*WHAT IS BEING ASKED*: Report each line of the records below that contains the word "deer", copying every such line in full.

──────── DATASET ROWS ────────

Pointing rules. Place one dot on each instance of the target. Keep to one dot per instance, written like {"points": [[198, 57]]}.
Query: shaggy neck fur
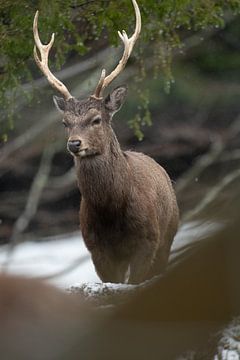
{"points": [[102, 178]]}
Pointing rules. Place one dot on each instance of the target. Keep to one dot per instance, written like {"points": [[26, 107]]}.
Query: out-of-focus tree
{"points": [[77, 23]]}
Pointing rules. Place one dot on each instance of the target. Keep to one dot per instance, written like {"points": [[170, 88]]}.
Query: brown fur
{"points": [[128, 212]]}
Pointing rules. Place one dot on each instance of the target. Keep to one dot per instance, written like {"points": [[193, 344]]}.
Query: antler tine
{"points": [[128, 46], [42, 62]]}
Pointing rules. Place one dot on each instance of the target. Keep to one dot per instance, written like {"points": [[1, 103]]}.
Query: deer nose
{"points": [[74, 145]]}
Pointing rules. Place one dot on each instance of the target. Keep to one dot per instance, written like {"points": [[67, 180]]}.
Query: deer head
{"points": [[88, 122]]}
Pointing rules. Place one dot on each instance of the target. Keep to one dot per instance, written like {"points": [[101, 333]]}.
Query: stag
{"points": [[128, 210]]}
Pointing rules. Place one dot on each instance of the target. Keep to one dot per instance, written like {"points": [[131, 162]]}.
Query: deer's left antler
{"points": [[128, 46]]}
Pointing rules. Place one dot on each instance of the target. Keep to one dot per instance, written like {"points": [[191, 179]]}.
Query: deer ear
{"points": [[114, 101], [59, 103]]}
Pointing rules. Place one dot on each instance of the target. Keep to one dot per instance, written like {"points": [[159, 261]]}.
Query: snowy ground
{"points": [[65, 261]]}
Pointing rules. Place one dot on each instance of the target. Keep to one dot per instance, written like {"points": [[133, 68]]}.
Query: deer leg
{"points": [[140, 264], [109, 270]]}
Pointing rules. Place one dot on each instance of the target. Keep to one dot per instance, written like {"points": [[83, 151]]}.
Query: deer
{"points": [[128, 209]]}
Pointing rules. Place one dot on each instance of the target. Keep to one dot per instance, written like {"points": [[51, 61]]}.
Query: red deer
{"points": [[128, 211]]}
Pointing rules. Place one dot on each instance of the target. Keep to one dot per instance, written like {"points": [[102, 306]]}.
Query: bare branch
{"points": [[34, 196]]}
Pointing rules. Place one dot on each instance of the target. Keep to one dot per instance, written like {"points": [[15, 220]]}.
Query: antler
{"points": [[43, 62], [128, 46]]}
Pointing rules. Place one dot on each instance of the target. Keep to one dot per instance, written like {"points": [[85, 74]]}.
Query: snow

────────

*RESPONSE TO THIS EXERCISE*:
Query: deer nose
Query: deer head
Query: deer's left antler
Query: deer ear
Query: deer leg
Query: deer
Query: red deer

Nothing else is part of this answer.